- _Written instruction_
Repeat each line of the material exactly.
····················
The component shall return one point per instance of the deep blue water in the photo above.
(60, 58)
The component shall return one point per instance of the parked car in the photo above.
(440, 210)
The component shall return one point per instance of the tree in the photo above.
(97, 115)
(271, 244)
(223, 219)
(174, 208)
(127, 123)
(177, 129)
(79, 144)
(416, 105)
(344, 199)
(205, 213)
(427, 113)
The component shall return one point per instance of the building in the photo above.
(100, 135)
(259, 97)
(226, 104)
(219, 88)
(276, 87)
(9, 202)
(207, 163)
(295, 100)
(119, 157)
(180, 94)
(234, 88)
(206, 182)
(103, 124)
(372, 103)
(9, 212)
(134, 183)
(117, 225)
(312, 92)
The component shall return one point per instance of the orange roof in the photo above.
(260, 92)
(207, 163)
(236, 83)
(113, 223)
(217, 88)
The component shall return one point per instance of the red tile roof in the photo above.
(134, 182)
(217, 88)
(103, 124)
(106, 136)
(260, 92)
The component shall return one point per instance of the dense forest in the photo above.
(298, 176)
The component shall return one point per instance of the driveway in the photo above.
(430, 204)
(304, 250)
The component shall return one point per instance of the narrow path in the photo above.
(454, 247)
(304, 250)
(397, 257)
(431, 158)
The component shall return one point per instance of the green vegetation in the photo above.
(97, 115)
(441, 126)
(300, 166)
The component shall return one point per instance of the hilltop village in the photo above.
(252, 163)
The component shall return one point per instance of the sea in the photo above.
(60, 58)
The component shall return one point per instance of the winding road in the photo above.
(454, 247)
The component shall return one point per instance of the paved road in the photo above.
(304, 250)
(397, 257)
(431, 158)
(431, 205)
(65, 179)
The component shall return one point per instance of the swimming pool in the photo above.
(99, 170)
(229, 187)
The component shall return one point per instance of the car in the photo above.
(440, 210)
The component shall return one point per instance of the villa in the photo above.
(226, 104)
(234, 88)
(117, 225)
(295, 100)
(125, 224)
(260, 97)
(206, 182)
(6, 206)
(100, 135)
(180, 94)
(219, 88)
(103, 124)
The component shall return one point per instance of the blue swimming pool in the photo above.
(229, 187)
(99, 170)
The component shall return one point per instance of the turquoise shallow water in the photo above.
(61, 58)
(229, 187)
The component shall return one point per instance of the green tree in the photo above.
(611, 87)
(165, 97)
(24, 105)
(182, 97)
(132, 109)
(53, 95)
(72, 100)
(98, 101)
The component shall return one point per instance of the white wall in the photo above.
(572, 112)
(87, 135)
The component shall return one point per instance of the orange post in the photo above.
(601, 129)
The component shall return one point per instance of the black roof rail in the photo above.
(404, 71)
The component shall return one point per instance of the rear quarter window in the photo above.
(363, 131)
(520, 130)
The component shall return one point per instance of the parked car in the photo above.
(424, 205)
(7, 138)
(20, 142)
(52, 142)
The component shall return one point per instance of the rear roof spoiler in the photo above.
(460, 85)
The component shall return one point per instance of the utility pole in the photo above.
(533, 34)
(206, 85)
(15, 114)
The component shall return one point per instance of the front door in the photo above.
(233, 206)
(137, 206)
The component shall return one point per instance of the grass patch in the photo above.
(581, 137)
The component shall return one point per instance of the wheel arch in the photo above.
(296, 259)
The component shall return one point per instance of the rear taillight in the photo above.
····················
- _Exercise result_
The component shall return one point per instance of the deep blue water in the photo above.
(60, 58)
The component shall return one point per instance of the parked car in the photo above.
(440, 210)
The component shall return one point per instance of the tree in the photo above.
(97, 115)
(271, 244)
(223, 219)
(174, 208)
(127, 123)
(177, 129)
(79, 144)
(416, 105)
(344, 199)
(205, 213)
(427, 113)
The component shall return one point per instance of the building in the photo above.
(100, 135)
(259, 97)
(226, 104)
(219, 88)
(276, 87)
(9, 202)
(207, 163)
(295, 100)
(119, 157)
(180, 94)
(234, 88)
(206, 182)
(103, 124)
(372, 103)
(9, 212)
(134, 183)
(117, 225)
(312, 92)
The component shall return one point per instance of the orange roof in the photo above.
(260, 92)
(207, 163)
(236, 83)
(113, 223)
(217, 88)
The component shall return one point per instance of the red tile roof in the photo above.
(134, 182)
(217, 88)
(103, 124)
(106, 136)
(260, 92)
The component shall return one point per instance of the dense forest in the photo above.
(298, 176)
The component shall return one point per instance of the driveway in the photo above.
(430, 204)
(304, 250)
The component shall return one point per instance of the narrow path in the photo above.
(454, 247)
(304, 250)
(397, 257)
(431, 158)
The component shall return one point per instance of the green vegetation in the photo above.
(97, 115)
(441, 126)
(300, 166)
The component shall return one point per instance of the hilltop village in the photo above.
(252, 163)
The component shall return one point per instance of the sea in the photo above.
(60, 58)
The component shall return one point per instance of the winding road in the photo above.
(454, 247)
The component shall return one point per instance of the paved road in the photo above.
(304, 250)
(397, 257)
(431, 158)
(431, 205)
(65, 179)
The component shall return one point per instance of the swimming pool in the photo above.
(99, 170)
(229, 187)
The component shall return one point per instance of the car in the photo above.
(440, 210)
The component shall return one point per instance of the villa in the photo above.
(226, 104)
(234, 88)
(117, 225)
(295, 100)
(125, 224)
(260, 97)
(206, 182)
(6, 206)
(100, 135)
(180, 94)
(219, 88)
(103, 124)
The component shall return one point per instance of the blue swimming pool in the photo above.
(229, 187)
(99, 170)
The component shall return one point per instance of the turquoise shallow water in the photo above.
(61, 58)
(229, 187)
The component shall return one point per instance of the green tree in the photo above.
(611, 87)
(165, 97)
(24, 105)
(182, 97)
(132, 109)
(53, 95)
(72, 100)
(98, 101)
The component shall return one point per instance of the white wall in the photo above.
(572, 112)
(87, 135)
The component shall return one point per instance of the orange post in the photo above.
(601, 129)
The component shall return one point per instance of the black roof rail in the photo above.
(404, 71)
The component shall return one point per instance of the rear quarter window in the photo above.
(363, 131)
(520, 130)
The component shall return one point per instance of the parked car in the photo above.
(424, 205)
(7, 138)
(20, 142)
(52, 142)
The component shall return one point per instance of the rear roof spoiler in the photo above.
(460, 85)
The component shall return one point per instance of the utility pole in the photo above.
(533, 34)
(206, 85)
(15, 114)
The component shall return one point per instance of the front door in the photo above.
(233, 206)
(137, 206)
The component shall return one point per instance of the grass patch in the photo above.
(581, 137)
The component shall return one point per instance of the wheel arch in the photo above.
(296, 259)
The component shall return one point per instance of the rear taillight in the photo above.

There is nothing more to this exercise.